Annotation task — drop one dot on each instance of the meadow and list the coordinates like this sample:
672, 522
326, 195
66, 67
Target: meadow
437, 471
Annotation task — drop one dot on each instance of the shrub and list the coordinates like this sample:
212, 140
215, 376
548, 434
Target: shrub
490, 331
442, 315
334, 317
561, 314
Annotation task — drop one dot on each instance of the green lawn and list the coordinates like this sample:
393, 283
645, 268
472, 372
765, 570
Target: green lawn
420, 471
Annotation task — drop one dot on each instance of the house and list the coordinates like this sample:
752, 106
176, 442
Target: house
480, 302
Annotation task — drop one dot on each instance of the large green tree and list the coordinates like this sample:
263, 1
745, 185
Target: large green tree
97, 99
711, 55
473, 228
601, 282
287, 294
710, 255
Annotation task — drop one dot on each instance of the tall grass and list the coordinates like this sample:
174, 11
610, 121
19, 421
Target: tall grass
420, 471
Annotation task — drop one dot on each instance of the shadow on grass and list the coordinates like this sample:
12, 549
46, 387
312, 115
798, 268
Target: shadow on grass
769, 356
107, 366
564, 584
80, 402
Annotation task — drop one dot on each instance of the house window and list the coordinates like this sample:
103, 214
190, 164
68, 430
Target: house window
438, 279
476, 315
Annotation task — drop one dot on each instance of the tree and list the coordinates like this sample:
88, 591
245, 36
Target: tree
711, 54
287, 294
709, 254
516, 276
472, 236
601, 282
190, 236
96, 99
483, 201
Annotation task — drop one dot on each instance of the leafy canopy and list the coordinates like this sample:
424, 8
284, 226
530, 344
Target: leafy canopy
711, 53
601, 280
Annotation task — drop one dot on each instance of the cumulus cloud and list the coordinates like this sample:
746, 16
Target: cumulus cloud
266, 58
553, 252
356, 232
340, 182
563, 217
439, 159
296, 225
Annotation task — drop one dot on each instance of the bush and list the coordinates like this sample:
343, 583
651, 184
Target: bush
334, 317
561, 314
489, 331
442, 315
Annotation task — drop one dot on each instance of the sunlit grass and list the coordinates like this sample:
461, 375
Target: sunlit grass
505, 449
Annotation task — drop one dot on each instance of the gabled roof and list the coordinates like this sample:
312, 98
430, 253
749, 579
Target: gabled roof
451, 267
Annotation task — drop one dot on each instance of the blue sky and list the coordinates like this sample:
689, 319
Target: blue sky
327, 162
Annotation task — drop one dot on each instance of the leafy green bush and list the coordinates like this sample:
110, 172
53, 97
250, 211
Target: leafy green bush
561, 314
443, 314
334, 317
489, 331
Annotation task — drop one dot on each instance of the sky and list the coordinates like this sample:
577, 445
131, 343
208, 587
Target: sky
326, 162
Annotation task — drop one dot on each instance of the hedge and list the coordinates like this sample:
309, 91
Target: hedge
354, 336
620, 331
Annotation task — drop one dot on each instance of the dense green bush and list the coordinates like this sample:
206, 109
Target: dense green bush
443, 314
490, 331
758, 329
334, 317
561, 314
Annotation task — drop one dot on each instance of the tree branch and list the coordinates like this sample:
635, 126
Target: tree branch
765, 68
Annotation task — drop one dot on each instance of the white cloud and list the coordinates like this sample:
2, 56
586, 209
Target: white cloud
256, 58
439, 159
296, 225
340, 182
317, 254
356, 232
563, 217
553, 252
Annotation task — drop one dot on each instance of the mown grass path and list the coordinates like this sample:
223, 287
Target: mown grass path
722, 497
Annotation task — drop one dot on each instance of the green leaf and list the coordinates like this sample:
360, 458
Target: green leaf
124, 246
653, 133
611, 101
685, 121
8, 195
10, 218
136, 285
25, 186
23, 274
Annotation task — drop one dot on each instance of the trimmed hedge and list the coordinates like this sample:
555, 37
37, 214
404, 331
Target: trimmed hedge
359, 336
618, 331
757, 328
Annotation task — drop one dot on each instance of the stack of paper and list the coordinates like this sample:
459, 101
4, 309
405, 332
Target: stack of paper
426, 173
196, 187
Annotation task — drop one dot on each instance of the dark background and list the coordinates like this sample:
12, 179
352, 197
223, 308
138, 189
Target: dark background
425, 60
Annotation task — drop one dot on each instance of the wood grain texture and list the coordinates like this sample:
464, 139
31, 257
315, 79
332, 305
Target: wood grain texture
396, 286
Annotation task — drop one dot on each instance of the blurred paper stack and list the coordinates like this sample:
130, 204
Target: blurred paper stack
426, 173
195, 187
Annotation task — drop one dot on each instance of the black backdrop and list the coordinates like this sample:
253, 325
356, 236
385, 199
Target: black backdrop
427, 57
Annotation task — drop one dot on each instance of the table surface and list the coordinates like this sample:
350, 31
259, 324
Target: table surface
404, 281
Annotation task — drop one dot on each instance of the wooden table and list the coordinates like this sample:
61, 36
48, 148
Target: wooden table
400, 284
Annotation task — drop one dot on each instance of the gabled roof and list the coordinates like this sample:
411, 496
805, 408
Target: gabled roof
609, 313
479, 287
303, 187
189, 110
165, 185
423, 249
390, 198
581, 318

□ □ □ □

### EXERCISE AIM
Go back to the listing above and please repeat it exactly.

### OUTPUT OF THE TASK
Annotation task — drop one dot on each instance of the meadow and list the coordinates like this sample:
672, 522
326, 195
66, 67
Target: meadow
437, 471
Annotation task — drop one dot on each instance of the shrub and list the coordinates like this sample:
212, 140
215, 376
548, 434
Target: shrub
490, 331
442, 315
334, 317
561, 314
Annotation task — drop one dot on each instance of the green lawn and list the coordinates like this sample:
393, 283
645, 268
472, 372
765, 570
Target: green lawn
420, 471
Annotation task — drop one dot on each instance of the house and list the coordinates like this sample:
752, 106
176, 442
Target: house
480, 302
Annotation task — drop one dot on each instance of the large green tree and list the coordinates like this sample:
263, 1
745, 185
Target: large green tree
97, 99
711, 55
473, 228
601, 282
287, 294
710, 255
Annotation task — drop one dot on each instance of the tall grass and list the coordinates like this sample:
174, 11
610, 121
19, 421
Target: tall grass
420, 471
Annotation task — drop one dot on each instance of the shadow on grass and list the coordinates like this sample:
12, 549
46, 387
312, 115
798, 268
Target: shadow on grass
769, 356
107, 366
564, 584
80, 402
Annotation task — drop one dot on each instance of the house window and list the coordinates like this sample:
103, 214
190, 164
68, 430
Target: house window
438, 279
476, 315
Annotation task — drop one dot on each instance of the tree and list the coordinates like this sample:
88, 591
245, 36
Target: tree
711, 54
287, 294
709, 254
516, 276
472, 236
601, 282
190, 236
96, 99
483, 201
Annotation task — drop one dot on each instance of the leafy canopy and list the coordinates like this sample:
424, 8
284, 226
530, 344
Target: leafy canopy
711, 53
601, 280
Annotation task — drop one dot on each instance of the cumulus cloud and list the coordinates like this sample:
746, 16
Target: cumulus cloud
266, 58
553, 252
356, 232
340, 182
563, 217
439, 159
296, 225
Annotation task — drop one dot on each instance of the bush and list the coordinates like this sample:
343, 583
651, 184
Target: bush
334, 317
561, 314
489, 331
442, 315
Annotation task — drop one dot on each instance of the sunlit grass and list the coordinates like this sample:
461, 375
Target: sunlit grass
505, 449
Annotation task — drop one dot on each instance of the gabled roof and list the coordinates like this sample:
312, 98
430, 253
749, 579
Target: gabled roof
451, 267
Annotation task — drop one dot on each instance of the blue sky and list the coordinates like this sample:
689, 319
Target: blue sky
327, 162
Annotation task — drop one dot on each instance of the leafy green bush and list the coordinates like this sample:
110, 172
53, 97
250, 211
Target: leafy green bush
561, 314
443, 314
334, 317
489, 331
Annotation task — drop one dot on each instance of the sky and list the coordinates like this sample:
577, 445
131, 343
208, 587
Target: sky
326, 162
Annotation task — drop one dot on each instance of the hedge and list the coordinates like this sample:
309, 91
Target: hedge
354, 336
620, 331
Annotation task — drop one dot on each instance of the dense green bush and list the coordinates like this sample:
206, 109
Target: dense green bush
443, 314
490, 331
758, 329
334, 317
561, 314
Annotation task — drop one dot on each instance of the tree branch and list the coordinates like this sample:
635, 126
Target: tree branch
765, 68
Annotation task — drop one dot on each instance of the white cloud and list the coordinates like this sample:
2, 56
586, 209
Target: white cloud
256, 58
439, 159
296, 225
340, 182
317, 254
356, 232
563, 217
553, 252
Annotation task — drop one dot on each instance of the mown grass path and list the coordinates like this sample:
223, 287
Target: mown grass path
722, 497
Annotation task — drop one dot on each instance of the green leaf and list the coordinates like this sample:
360, 458
Target: green leaf
124, 246
653, 133
611, 101
685, 121
8, 195
10, 218
136, 285
25, 186
23, 274
Annotation task — drop one dot on each instance of the trimmed hedge and list the coordinates like this sample:
555, 37
37, 214
404, 331
Target: trimmed hedge
359, 336
618, 331
757, 328
Annotation task — drop one dot on each instance of the stack of paper and list the coordinates like this sample:
459, 101
4, 309
405, 332
Target: stack of paper
426, 173
196, 187
Annotation task — drop one dot on each instance of the dark background and list the coordinates like this sample:
12, 179
352, 197
223, 308
138, 189
Target: dark background
425, 60
Annotation task — drop one dot on each instance of the wood grain texture and list the coordinates like this sample:
464, 139
31, 257
315, 79
332, 305
Target: wood grain texture
396, 286
Annotation task — drop one dot on each instance of the blurred paper stack and list the coordinates like this sample:
130, 204
Target: blurred paper stack
426, 173
195, 187
Annotation task — drop one dot on each instance of the black backdrop and list the coordinates like this sample:
253, 325
356, 236
385, 199
Target: black backdrop
427, 57
Annotation task — drop one dot on each instance of the table surface and list the coordinates like this sample:
350, 31
259, 324
Target: table surface
404, 281
Annotation task — drop one dot on each instance of the wooden table and list the coordinates like this sample:
61, 36
48, 148
Target: wooden table
400, 284
Annotation task — drop one dot on each instance of the gabled roof and list the coordinates like this sample:
411, 496
805, 408
Target: gabled roof
609, 313
479, 287
303, 187
189, 110
165, 185
423, 249
390, 198
581, 318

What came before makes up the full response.